Search the data for the string "instance" and copy each line in which it appears.

(Saved data entries)

::::::

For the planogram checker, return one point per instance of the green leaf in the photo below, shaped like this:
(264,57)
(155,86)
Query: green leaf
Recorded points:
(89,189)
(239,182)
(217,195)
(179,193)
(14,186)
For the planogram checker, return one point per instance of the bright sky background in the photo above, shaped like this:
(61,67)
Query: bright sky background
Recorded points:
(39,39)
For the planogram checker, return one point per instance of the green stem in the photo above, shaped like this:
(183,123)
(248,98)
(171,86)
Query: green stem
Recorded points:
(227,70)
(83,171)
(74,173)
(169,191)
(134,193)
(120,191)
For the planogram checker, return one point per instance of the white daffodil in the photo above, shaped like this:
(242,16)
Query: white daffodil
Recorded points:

::::::

# EXPECTED ANSWER
For the planogram checker, return one point per instance of the green leaf in the photo below, shaped like this:
For the planogram checker, return one point per instance of the bright sky background in the photo above, shaped like this:
For the planogram checker, return one point per instance of the green stem in the photo above, shaped like this:
For the planogram checker, return one point per instance of the white daffodil in the photo above, shaped like this:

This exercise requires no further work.